В итоге, оба примера ясно показывают, что специфическая суть и истинное ядро нашего построения кроются не столько в одном энергийном характере онтологической связи в расщепленной реальности, сколько в особом сочетании и равновесии двух принципов, выражающих, соответственно, два фундаментальных онтологических обстоятельства: здешнее бытие испытывает притяжение Личности; здешнее бытие связано с бытием Личности энергийною динамикой, которая пред полагает свободу. И нельзя не увидеть, что это антиномическое сочетание, ключевое для всего построения, — не что иное,
как древний аскетический принцип сотрудничества свободы и благодати, обсуждавшийся в богословской части диптиха. Открытый на опыте в православном подвижничестве, он был выражен в богословии посредством понятия синергии — и стал теперь (вспомним нашу картину трех вопрошаний!) центральным принципом нашей ф и л о с о ф и и с и н е р г и з м а.
Так, описав полный круг, наше рассуждение возвращается в исходную точку. В самом начале него мы выразили надежду и уверенность в том, что опыт православной аскетики способен и ныне явиться источником новых философских возможностей. Именно к этому мы и пришли сейчас — удостоверившись, что философия, возводящая свои главные положения к этому опыту и, по его научению, пробующая представить домостроительство здешнего бытия как плод совместного действия свободы и благодати, не повторяет проторенных философских русл (которые, как правило, не передают тонкого переплетения двух начал, односторонне изображая здешнее бытие под знаком одного либо другого из них). Но дело, разумеется, не в одной философии. Как мы уже замечали там же, в начале, новизна философии важнее нам как свидетельство новизны, неисчерпанности, неизжитости — стоящего за этою философией миросозерцания: его духовных начал, жизненных установок и, всего более, кроющегося в нем понимания человека, образа человека. Если угодно, наиважнейшее — это именно «антропологическая» новизна. Ибо для каждой эпохи ее участие во вселенском Исполнении есть, прежде всего, открытие и исполнение себя самой. Эпоха должна открыть свой образ человека — образ, вмещающий его современный опыт и тем дающий ему возможность осилить этот опыт, заново увидеть себя как свободно предстоящее Богу. И цель нашего сочинения будет достигнута, если нам удалось хотя бы отчасти показать, что православная наука о человеке может быть ценной и важной для этой соборной работы.

------------------------------

ЗАДАЧИ:
(a) Каким понятием, согласно фрагменту документа, в богословии был выражен принцип сотрудничества свободы и благодати?
(b) Перечислите все составляющие миросозерцания, которые фрагмент документа называет стоящими за этой философией.
(c) Определите, согласуется ли с фрагментом документа каждое утверждение: (i) принцип сотрудничества свободы и благодати был открыт на опыте в православном подвижничестве; (ii) проторенные философские русла, как правило, передают тонкое переплетение двух начал; (iii) наиважнейшей названа философская новизна.
Для работы с заданиями записи, приведенные ниже, не нужны.

------------------------------

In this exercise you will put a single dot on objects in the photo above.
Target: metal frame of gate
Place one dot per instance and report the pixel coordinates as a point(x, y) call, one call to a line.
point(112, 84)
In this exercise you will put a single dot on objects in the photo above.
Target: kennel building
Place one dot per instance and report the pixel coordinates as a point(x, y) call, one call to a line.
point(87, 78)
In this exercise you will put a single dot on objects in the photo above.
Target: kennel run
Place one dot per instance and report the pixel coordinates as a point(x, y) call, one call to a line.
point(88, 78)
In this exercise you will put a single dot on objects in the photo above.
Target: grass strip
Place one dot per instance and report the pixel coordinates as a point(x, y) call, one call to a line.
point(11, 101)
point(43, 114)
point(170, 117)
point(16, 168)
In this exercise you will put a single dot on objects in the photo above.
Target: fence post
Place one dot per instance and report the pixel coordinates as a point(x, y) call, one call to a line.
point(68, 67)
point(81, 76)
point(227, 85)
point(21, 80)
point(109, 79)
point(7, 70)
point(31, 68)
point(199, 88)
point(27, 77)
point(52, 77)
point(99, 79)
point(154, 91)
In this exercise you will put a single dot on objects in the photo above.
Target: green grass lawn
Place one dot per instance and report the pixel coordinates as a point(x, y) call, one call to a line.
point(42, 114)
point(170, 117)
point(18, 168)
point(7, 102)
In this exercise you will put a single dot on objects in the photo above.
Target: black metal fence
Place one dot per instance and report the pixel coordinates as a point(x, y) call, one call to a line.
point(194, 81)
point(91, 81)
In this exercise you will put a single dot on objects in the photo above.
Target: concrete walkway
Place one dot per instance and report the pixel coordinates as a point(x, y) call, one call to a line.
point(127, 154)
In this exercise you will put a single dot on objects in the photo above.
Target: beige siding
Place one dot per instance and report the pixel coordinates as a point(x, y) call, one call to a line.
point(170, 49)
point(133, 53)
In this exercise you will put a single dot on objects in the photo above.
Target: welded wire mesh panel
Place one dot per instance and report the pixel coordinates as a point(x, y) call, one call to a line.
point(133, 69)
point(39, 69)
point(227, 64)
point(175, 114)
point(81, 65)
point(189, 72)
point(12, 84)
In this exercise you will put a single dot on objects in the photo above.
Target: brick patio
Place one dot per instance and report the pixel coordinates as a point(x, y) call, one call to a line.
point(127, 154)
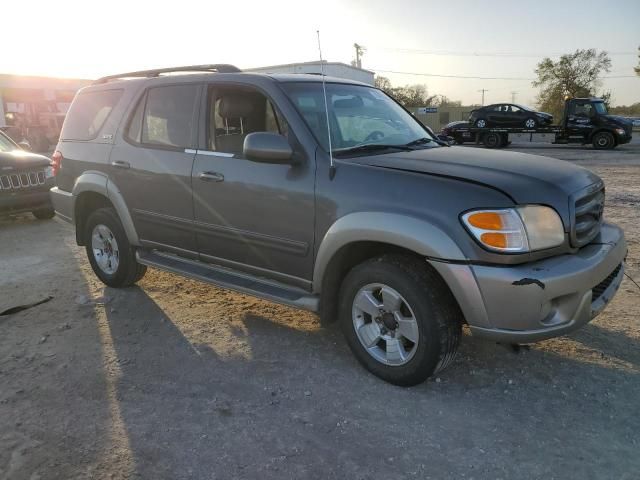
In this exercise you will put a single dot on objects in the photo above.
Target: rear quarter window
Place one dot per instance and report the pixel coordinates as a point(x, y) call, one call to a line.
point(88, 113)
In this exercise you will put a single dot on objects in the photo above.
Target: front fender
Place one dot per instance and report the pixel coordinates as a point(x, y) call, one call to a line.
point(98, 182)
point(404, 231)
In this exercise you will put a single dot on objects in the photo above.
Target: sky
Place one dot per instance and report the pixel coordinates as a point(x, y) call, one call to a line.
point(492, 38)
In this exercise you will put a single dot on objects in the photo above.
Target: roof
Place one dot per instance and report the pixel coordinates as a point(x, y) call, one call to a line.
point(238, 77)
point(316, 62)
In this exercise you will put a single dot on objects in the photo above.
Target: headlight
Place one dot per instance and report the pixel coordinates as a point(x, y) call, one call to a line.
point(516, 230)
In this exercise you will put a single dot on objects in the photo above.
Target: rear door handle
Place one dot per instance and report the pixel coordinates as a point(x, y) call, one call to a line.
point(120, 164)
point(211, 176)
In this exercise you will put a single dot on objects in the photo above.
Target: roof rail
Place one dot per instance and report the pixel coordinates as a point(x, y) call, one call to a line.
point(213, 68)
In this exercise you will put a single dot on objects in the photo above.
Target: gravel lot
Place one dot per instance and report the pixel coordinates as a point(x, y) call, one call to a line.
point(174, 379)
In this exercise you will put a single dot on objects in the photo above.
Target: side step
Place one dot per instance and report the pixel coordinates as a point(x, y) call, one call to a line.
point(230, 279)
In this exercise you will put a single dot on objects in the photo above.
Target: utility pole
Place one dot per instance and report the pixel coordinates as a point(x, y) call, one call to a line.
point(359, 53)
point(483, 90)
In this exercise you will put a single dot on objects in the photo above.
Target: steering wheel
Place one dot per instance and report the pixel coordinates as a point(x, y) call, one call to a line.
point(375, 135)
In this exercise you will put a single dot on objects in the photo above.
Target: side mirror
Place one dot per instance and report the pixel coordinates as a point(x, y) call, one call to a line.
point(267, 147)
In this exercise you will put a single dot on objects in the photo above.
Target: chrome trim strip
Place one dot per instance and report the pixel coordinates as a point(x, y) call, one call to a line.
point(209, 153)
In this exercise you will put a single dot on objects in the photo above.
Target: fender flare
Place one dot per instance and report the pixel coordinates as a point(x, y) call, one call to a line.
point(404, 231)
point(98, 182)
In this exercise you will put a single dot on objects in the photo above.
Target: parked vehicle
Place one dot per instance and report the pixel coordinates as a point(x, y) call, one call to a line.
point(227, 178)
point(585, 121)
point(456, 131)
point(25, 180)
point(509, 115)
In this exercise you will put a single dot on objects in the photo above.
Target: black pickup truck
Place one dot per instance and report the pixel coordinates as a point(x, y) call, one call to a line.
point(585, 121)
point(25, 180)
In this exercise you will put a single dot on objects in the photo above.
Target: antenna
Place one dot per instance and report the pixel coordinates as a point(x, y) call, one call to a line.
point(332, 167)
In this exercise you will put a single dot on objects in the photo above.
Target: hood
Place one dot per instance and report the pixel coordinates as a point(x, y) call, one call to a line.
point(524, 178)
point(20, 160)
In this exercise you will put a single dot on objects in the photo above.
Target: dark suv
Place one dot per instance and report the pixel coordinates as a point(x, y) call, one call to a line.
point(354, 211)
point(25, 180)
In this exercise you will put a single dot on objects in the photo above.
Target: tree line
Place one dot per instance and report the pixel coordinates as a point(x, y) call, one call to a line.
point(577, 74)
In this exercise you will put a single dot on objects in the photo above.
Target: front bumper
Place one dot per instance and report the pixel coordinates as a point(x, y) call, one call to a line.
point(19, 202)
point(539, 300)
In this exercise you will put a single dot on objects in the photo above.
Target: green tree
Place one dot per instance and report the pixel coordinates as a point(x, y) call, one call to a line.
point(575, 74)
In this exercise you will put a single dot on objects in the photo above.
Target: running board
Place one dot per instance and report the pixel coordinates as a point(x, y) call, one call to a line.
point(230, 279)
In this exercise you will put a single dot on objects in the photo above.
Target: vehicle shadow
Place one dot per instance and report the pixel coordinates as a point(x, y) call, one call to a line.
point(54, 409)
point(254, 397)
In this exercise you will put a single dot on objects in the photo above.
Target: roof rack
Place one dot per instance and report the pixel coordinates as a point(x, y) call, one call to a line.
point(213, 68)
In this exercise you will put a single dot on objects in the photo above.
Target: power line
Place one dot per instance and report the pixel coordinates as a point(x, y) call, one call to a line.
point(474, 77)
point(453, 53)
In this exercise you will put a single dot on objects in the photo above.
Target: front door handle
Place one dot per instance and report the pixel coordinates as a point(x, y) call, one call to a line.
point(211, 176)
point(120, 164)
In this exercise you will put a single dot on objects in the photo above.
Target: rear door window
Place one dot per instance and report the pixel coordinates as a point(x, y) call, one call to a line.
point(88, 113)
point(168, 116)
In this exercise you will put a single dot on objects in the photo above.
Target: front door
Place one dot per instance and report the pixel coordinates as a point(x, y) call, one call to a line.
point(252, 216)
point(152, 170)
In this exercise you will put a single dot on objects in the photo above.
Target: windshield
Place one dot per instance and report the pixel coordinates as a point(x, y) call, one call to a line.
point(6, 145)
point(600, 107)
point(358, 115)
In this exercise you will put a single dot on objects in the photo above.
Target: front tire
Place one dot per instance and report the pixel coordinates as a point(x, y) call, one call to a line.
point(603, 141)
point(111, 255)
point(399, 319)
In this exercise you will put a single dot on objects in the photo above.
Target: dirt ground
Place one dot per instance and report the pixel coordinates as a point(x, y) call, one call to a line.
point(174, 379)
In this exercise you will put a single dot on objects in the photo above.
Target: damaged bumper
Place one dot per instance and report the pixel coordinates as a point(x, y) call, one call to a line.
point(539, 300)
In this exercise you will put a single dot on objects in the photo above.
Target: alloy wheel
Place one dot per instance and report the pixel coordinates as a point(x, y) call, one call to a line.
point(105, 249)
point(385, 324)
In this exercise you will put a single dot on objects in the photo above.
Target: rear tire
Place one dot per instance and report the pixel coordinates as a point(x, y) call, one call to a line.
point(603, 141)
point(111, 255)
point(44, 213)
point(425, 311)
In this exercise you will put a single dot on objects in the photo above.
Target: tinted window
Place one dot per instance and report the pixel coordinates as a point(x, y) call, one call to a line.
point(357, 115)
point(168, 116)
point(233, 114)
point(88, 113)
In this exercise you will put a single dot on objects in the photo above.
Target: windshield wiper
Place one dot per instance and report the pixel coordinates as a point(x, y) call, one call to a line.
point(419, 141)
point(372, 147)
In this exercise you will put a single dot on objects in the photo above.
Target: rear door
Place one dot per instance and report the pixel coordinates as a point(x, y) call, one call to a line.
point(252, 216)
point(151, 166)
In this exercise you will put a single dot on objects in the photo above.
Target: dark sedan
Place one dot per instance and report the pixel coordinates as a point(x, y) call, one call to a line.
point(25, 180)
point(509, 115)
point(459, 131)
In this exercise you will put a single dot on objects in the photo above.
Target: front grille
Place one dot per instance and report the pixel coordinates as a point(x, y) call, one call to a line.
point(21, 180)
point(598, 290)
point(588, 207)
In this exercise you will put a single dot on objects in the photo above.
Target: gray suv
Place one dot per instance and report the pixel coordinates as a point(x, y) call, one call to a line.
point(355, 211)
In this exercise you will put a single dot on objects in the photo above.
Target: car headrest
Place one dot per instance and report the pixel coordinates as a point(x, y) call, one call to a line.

------------------------------

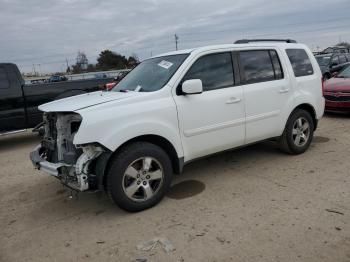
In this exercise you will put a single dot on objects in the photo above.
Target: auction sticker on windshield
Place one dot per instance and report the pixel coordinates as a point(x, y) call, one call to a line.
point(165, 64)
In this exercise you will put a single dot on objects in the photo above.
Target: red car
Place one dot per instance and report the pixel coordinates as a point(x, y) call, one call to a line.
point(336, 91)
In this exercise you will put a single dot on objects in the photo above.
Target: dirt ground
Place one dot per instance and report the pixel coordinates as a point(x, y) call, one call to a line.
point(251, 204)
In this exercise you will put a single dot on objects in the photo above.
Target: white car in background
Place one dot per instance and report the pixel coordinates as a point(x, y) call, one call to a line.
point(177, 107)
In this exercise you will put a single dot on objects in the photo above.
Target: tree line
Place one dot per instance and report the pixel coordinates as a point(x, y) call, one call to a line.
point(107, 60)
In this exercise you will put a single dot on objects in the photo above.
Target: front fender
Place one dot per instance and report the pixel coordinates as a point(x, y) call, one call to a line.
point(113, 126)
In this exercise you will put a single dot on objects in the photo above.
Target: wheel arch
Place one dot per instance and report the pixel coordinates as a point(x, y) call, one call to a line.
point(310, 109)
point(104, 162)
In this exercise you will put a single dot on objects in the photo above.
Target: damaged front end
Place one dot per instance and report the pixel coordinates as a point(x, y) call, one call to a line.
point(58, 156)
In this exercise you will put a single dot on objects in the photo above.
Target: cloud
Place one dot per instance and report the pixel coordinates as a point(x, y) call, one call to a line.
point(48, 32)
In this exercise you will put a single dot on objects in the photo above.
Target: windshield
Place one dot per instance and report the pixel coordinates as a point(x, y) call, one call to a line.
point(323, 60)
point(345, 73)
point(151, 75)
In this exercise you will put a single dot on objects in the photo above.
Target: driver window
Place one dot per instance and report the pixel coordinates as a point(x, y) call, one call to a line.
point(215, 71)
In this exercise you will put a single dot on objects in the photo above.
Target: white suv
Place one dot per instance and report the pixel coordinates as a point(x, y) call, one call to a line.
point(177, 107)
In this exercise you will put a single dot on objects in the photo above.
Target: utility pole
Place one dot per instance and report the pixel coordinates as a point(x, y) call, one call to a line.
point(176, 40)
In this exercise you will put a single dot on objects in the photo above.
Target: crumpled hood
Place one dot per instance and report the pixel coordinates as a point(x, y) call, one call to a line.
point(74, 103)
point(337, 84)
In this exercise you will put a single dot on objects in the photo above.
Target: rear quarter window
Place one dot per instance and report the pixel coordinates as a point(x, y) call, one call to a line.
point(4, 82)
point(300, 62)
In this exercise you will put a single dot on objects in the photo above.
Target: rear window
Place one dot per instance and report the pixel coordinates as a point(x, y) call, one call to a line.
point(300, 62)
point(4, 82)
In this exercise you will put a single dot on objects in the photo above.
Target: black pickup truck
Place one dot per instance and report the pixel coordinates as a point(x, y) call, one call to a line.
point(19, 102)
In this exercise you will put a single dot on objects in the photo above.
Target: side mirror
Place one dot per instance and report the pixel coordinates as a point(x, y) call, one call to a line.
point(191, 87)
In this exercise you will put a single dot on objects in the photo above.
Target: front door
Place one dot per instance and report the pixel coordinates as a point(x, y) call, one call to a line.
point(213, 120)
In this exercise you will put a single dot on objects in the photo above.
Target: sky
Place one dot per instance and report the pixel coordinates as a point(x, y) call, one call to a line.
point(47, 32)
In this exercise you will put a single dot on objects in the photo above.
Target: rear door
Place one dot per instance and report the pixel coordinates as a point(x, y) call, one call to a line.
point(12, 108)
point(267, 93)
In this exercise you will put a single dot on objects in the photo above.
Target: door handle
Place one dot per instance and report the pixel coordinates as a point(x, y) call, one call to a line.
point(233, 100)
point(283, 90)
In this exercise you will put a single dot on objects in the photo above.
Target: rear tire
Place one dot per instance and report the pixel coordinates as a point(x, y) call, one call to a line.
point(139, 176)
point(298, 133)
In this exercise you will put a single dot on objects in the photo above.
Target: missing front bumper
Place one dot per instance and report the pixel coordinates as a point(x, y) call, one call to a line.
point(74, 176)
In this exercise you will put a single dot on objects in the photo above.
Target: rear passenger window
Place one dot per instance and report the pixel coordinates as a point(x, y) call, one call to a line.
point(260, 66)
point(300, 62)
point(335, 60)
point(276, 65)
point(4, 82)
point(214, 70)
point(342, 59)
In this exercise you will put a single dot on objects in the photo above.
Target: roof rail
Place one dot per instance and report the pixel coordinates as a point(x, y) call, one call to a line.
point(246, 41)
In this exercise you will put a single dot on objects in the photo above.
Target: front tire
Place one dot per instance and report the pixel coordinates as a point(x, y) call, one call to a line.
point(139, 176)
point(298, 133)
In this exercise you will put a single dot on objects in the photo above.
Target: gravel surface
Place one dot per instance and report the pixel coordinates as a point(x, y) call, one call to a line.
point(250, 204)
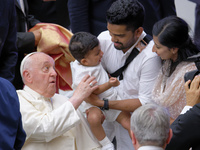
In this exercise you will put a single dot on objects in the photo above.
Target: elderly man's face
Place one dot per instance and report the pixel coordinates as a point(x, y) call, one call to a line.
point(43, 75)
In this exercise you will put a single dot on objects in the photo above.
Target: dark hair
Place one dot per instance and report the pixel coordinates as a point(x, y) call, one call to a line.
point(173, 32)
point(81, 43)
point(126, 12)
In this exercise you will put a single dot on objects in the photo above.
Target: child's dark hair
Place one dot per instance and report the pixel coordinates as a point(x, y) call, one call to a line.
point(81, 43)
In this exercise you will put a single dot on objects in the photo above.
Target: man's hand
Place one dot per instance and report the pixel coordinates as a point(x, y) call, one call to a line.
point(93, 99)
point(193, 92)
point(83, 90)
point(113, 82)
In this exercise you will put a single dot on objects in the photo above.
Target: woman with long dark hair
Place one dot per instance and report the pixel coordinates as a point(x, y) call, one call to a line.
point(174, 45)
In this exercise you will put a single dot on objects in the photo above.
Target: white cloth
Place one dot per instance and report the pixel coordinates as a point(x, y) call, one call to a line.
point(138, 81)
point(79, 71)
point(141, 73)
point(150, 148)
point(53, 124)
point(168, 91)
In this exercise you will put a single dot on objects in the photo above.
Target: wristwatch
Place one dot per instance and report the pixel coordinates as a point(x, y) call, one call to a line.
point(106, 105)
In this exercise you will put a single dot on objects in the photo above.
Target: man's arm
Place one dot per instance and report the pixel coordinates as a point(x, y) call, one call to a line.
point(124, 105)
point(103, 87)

------------------------------

ИТОГОВЫЕ ОТВЕТЫ:
(a) Понятием синергии.

(b) Духовные начала; жизненные установки; понимание человека, образ человека.

(c)
(i) Да: «Открытый на опыте в православном подвижничестве».
(ii) Нет: «которые, как правило, не передают тонкого переплетения двух начал».
(iii) Нет: «наиважнейшее — это именно «антропологическая» новизна».